Une suite d'items
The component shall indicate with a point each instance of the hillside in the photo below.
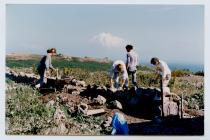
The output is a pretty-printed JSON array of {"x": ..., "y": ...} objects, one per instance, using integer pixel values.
[{"x": 59, "y": 109}]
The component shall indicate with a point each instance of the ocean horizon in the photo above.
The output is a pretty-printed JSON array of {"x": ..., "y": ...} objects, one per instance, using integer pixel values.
[{"x": 191, "y": 67}]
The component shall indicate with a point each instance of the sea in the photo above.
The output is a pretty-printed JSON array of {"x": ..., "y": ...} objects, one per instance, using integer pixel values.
[{"x": 175, "y": 66}]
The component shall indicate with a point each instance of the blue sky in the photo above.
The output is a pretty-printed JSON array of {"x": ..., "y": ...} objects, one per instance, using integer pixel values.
[{"x": 174, "y": 33}]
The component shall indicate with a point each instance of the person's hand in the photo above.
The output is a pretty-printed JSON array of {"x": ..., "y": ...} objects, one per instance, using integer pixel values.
[{"x": 120, "y": 88}]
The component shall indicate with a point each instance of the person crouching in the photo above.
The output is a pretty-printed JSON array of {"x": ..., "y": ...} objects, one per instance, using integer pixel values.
[
  {"x": 44, "y": 65},
  {"x": 119, "y": 68}
]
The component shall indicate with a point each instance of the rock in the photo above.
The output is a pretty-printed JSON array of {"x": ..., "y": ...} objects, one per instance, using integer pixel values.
[
  {"x": 81, "y": 83},
  {"x": 134, "y": 101},
  {"x": 83, "y": 108},
  {"x": 50, "y": 103},
  {"x": 170, "y": 107},
  {"x": 99, "y": 100},
  {"x": 95, "y": 111},
  {"x": 166, "y": 91},
  {"x": 22, "y": 74},
  {"x": 59, "y": 116},
  {"x": 116, "y": 104}
]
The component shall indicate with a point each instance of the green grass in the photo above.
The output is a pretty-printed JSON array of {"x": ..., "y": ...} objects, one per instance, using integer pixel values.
[{"x": 59, "y": 63}]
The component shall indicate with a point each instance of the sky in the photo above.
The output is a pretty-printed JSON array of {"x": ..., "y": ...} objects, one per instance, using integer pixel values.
[{"x": 174, "y": 33}]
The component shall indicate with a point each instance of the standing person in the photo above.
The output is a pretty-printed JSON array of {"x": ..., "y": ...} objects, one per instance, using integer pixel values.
[
  {"x": 118, "y": 68},
  {"x": 44, "y": 65},
  {"x": 131, "y": 63},
  {"x": 163, "y": 69}
]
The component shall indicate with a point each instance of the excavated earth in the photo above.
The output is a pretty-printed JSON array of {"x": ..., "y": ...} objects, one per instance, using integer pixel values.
[{"x": 139, "y": 106}]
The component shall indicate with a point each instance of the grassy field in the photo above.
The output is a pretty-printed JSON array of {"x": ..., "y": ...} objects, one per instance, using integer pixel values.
[{"x": 23, "y": 103}]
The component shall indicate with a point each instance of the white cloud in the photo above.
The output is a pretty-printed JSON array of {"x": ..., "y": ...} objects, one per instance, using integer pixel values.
[{"x": 109, "y": 40}]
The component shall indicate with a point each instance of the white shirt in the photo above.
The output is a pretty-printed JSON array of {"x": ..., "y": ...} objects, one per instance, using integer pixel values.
[
  {"x": 114, "y": 69},
  {"x": 164, "y": 68},
  {"x": 132, "y": 60}
]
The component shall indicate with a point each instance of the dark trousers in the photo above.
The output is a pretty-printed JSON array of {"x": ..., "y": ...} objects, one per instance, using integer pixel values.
[{"x": 133, "y": 74}]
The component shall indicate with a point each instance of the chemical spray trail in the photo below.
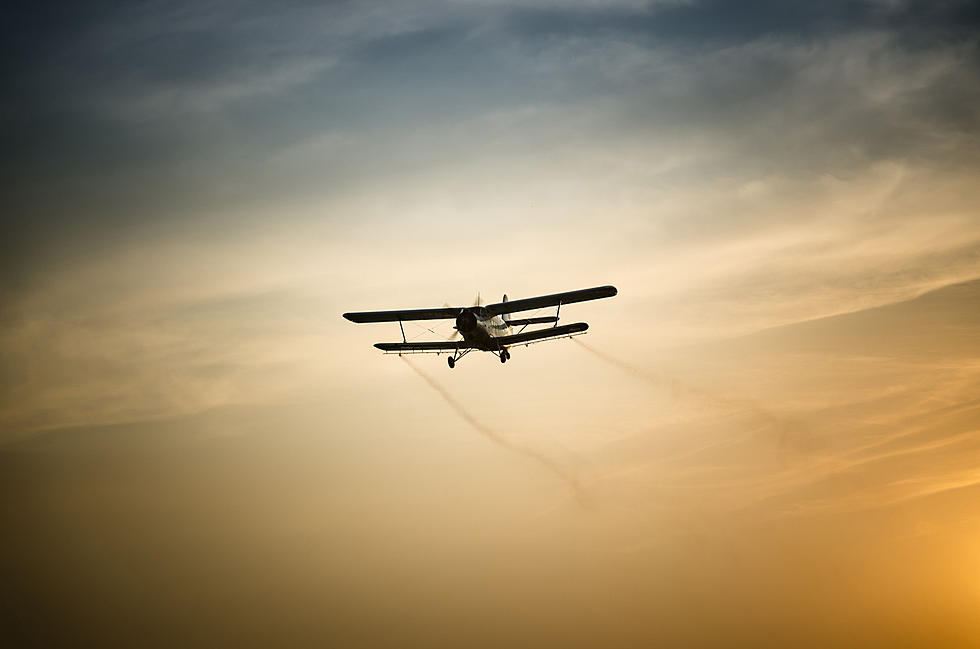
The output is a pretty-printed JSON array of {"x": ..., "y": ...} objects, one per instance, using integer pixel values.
[
  {"x": 781, "y": 425},
  {"x": 496, "y": 438}
]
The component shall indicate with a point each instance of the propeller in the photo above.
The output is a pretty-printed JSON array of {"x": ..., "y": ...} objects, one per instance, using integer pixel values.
[{"x": 455, "y": 333}]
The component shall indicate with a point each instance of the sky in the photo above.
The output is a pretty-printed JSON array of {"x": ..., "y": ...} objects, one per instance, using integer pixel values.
[{"x": 770, "y": 437}]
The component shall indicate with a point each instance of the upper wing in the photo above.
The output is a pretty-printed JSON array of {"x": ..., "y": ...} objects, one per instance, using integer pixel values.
[
  {"x": 551, "y": 300},
  {"x": 446, "y": 313},
  {"x": 423, "y": 346},
  {"x": 540, "y": 334}
]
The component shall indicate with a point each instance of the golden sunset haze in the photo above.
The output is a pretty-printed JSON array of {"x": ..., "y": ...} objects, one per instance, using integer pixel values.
[{"x": 769, "y": 438}]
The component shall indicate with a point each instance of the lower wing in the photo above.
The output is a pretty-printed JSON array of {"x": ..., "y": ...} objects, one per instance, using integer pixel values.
[
  {"x": 423, "y": 347},
  {"x": 542, "y": 334}
]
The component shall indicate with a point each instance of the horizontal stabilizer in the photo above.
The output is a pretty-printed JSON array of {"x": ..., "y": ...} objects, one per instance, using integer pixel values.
[
  {"x": 522, "y": 322},
  {"x": 541, "y": 334}
]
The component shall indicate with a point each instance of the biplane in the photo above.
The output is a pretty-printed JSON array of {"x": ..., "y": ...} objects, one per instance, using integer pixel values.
[{"x": 486, "y": 327}]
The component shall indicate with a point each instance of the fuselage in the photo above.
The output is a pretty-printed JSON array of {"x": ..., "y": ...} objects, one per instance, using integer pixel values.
[{"x": 481, "y": 329}]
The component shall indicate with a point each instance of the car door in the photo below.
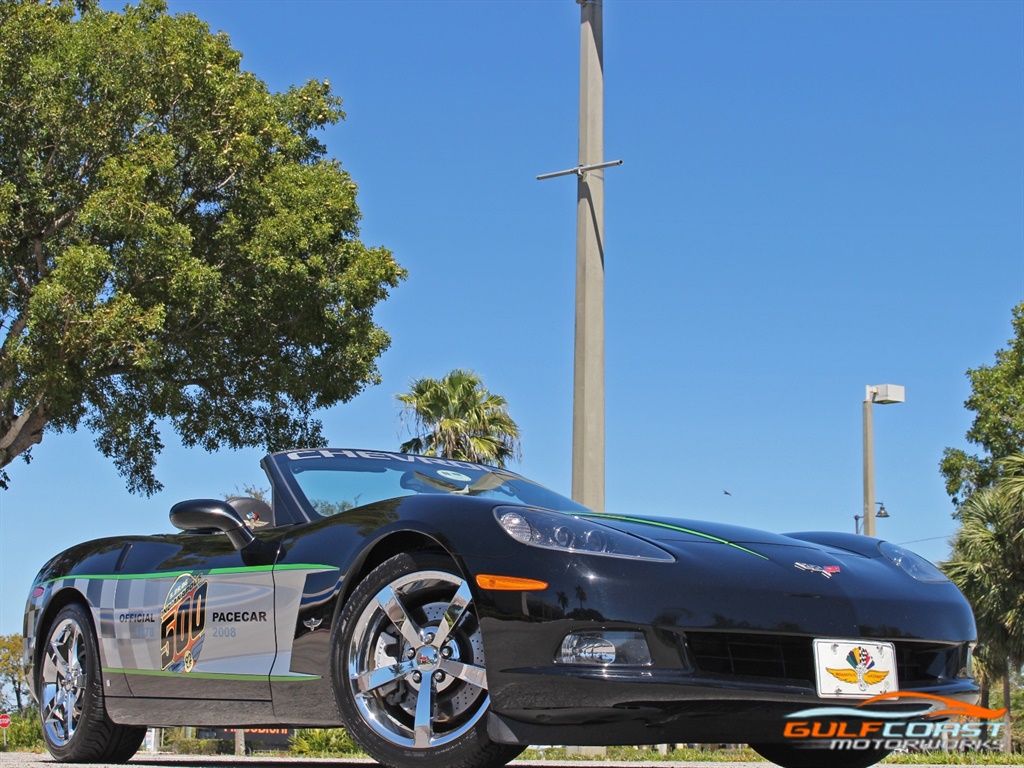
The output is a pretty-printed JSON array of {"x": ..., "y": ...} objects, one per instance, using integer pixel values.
[{"x": 190, "y": 620}]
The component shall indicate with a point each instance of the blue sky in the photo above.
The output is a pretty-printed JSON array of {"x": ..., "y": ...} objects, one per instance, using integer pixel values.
[{"x": 815, "y": 197}]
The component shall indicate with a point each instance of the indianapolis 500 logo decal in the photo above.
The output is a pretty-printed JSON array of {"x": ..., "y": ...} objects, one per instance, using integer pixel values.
[{"x": 182, "y": 623}]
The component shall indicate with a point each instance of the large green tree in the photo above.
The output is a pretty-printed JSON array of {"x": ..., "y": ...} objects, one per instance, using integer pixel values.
[
  {"x": 174, "y": 244},
  {"x": 997, "y": 401},
  {"x": 455, "y": 417}
]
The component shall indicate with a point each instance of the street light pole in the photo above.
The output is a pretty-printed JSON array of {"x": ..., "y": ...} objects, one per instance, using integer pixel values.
[
  {"x": 588, "y": 368},
  {"x": 883, "y": 394},
  {"x": 588, "y": 395}
]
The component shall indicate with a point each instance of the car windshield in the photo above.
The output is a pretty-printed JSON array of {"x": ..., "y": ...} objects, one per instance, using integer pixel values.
[{"x": 334, "y": 480}]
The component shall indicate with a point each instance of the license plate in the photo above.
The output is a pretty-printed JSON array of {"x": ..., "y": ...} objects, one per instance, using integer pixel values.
[{"x": 854, "y": 669}]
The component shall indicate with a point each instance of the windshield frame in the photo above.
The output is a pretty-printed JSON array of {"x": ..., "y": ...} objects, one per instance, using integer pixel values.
[{"x": 432, "y": 475}]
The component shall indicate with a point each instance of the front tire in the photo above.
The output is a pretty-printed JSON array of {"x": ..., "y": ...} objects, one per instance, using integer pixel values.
[
  {"x": 410, "y": 672},
  {"x": 71, "y": 695},
  {"x": 790, "y": 756}
]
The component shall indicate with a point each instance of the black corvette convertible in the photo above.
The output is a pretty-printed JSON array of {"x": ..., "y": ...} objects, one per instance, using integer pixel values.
[{"x": 448, "y": 613}]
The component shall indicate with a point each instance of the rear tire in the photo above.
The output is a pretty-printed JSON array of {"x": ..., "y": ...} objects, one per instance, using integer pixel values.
[
  {"x": 71, "y": 695},
  {"x": 790, "y": 756},
  {"x": 409, "y": 668}
]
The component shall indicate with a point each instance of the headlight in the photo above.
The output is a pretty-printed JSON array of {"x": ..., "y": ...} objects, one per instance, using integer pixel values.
[
  {"x": 561, "y": 531},
  {"x": 911, "y": 563}
]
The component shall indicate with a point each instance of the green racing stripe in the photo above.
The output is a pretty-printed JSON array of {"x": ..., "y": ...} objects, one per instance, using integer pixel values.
[{"x": 680, "y": 528}]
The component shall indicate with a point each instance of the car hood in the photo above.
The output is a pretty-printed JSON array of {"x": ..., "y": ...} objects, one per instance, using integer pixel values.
[{"x": 662, "y": 528}]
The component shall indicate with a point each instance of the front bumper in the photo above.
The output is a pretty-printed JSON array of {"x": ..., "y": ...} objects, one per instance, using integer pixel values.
[{"x": 731, "y": 655}]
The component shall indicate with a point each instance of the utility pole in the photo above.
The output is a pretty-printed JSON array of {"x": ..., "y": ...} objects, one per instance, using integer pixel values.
[{"x": 588, "y": 389}]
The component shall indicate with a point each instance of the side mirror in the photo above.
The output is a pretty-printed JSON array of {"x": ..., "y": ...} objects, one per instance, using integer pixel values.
[{"x": 208, "y": 515}]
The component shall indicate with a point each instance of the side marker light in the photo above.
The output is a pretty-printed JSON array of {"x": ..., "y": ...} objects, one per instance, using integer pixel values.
[{"x": 509, "y": 584}]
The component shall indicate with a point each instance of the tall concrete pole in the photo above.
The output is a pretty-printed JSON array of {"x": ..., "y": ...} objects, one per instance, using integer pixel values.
[
  {"x": 588, "y": 395},
  {"x": 868, "y": 429}
]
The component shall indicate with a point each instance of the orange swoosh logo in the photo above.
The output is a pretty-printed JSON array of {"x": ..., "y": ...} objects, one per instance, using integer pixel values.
[{"x": 952, "y": 708}]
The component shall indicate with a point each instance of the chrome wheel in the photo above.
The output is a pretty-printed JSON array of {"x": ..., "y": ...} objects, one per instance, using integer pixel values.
[
  {"x": 415, "y": 663},
  {"x": 64, "y": 679}
]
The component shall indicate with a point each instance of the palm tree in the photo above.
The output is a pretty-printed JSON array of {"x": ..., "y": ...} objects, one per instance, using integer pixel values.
[
  {"x": 457, "y": 418},
  {"x": 987, "y": 565}
]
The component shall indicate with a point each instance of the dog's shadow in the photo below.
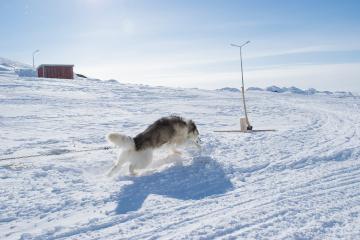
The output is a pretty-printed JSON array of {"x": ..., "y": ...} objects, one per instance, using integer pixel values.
[{"x": 203, "y": 178}]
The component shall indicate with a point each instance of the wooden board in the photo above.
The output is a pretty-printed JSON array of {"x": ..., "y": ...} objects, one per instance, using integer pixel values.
[{"x": 248, "y": 131}]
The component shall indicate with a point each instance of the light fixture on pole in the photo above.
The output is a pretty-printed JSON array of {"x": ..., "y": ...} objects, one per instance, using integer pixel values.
[
  {"x": 36, "y": 51},
  {"x": 248, "y": 125}
]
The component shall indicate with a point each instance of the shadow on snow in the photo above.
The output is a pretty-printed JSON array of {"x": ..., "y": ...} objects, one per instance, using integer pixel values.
[{"x": 203, "y": 178}]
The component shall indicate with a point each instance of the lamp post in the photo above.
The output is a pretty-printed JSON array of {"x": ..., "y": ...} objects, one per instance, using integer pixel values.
[
  {"x": 36, "y": 51},
  {"x": 249, "y": 127}
]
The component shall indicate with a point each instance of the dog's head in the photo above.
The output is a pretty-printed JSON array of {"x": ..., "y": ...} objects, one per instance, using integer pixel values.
[{"x": 193, "y": 132}]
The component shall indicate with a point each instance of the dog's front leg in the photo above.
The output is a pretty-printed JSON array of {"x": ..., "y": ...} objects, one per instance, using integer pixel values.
[{"x": 114, "y": 170}]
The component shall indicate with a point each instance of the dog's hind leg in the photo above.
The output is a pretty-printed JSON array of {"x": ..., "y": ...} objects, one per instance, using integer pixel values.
[{"x": 121, "y": 160}]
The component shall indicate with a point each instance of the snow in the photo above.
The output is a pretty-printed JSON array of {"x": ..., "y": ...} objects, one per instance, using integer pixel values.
[
  {"x": 296, "y": 90},
  {"x": 300, "y": 182}
]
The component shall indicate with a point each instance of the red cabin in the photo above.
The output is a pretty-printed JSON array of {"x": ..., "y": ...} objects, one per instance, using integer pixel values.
[{"x": 56, "y": 71}]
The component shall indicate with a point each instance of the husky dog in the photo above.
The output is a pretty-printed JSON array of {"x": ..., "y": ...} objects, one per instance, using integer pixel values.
[{"x": 173, "y": 131}]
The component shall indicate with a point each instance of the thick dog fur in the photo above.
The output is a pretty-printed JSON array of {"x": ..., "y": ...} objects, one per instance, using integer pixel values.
[{"x": 172, "y": 131}]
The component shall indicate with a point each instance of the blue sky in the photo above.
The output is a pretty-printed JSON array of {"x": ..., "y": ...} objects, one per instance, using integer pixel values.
[{"x": 187, "y": 43}]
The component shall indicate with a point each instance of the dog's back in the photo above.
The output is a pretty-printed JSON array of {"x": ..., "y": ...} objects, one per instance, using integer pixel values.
[{"x": 160, "y": 132}]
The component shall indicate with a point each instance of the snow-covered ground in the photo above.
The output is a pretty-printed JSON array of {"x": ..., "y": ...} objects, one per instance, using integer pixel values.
[{"x": 300, "y": 182}]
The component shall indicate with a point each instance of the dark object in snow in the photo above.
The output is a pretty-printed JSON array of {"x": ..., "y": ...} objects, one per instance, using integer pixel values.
[{"x": 56, "y": 71}]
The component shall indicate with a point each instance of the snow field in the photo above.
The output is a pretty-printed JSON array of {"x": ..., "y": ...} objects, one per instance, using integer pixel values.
[{"x": 300, "y": 182}]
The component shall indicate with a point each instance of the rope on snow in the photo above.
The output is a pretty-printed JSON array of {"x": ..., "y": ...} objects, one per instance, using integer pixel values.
[{"x": 56, "y": 153}]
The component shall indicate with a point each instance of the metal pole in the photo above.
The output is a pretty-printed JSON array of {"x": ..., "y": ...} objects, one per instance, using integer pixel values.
[
  {"x": 36, "y": 51},
  {"x": 249, "y": 127}
]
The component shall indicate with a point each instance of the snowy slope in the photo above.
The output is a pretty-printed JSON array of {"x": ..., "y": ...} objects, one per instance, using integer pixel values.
[{"x": 301, "y": 182}]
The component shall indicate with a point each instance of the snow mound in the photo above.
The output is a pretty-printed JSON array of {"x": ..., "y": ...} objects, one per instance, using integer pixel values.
[
  {"x": 295, "y": 90},
  {"x": 228, "y": 89}
]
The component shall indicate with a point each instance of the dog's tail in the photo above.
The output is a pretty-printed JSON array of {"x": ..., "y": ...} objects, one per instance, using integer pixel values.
[{"x": 121, "y": 140}]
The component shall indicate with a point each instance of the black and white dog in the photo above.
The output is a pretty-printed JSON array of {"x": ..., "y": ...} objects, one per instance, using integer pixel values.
[{"x": 138, "y": 151}]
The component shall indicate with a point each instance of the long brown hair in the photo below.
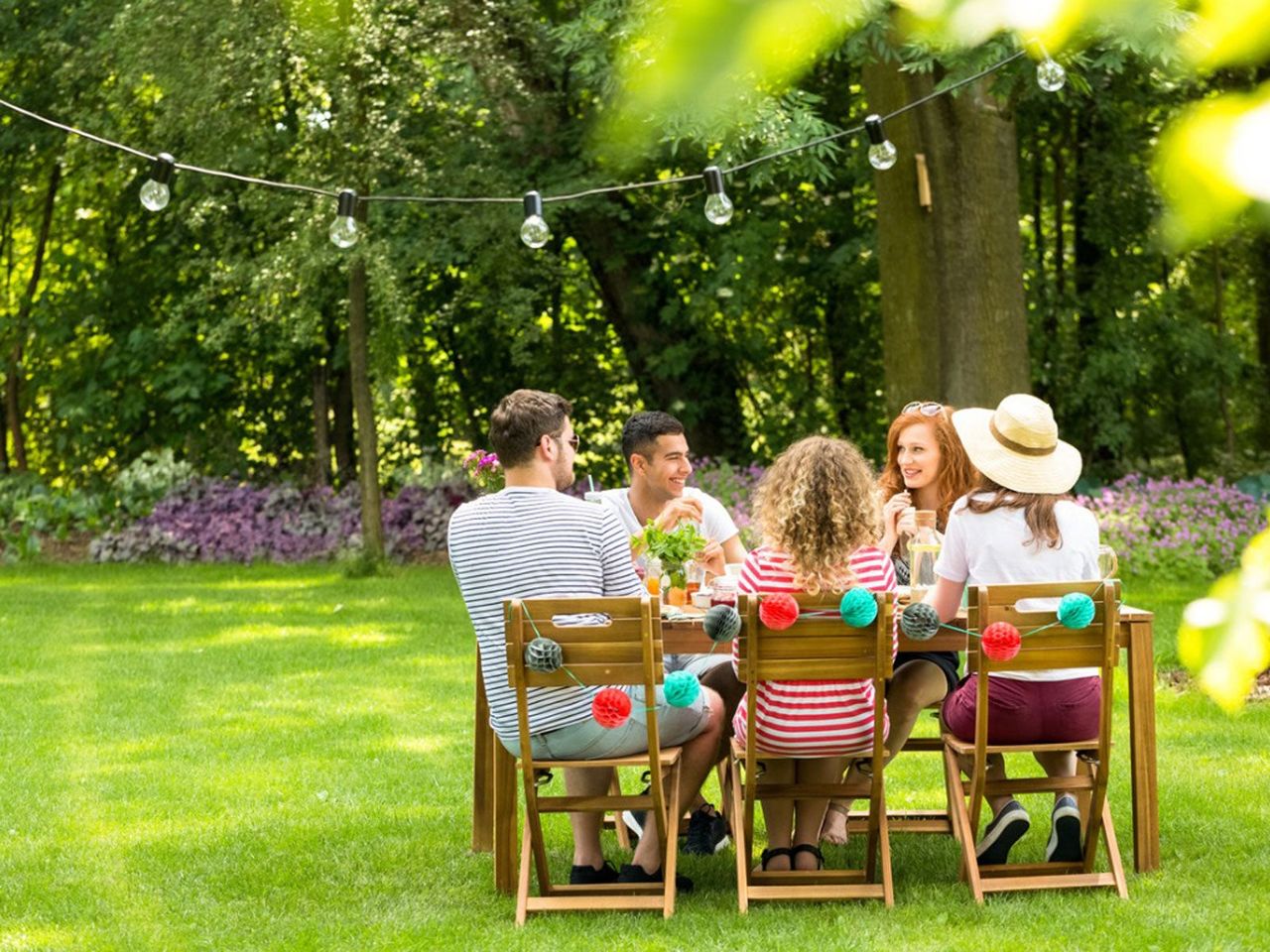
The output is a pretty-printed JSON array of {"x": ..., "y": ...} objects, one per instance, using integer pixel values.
[
  {"x": 817, "y": 504},
  {"x": 1038, "y": 511},
  {"x": 956, "y": 474}
]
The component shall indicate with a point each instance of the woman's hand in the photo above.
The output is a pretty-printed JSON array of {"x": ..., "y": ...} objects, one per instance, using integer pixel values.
[{"x": 892, "y": 511}]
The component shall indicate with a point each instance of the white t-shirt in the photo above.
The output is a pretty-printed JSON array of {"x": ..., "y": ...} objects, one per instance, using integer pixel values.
[
  {"x": 527, "y": 542},
  {"x": 993, "y": 548},
  {"x": 715, "y": 525}
]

# [Consignes]
Recopiez à l'identique le passage qui va de la ligne contenant « t-shirt in the photo above. » jusqu'à la fin des items, les deux bornes comprises.

# [Réponse attendue]
The component shall indicate with a point each instance of the white t-shirt in the photo above.
The output is a pretty-printed JSON array of {"x": ..., "y": ...} objects, one per instance, using integer pixel values.
[
  {"x": 527, "y": 542},
  {"x": 993, "y": 548},
  {"x": 715, "y": 525}
]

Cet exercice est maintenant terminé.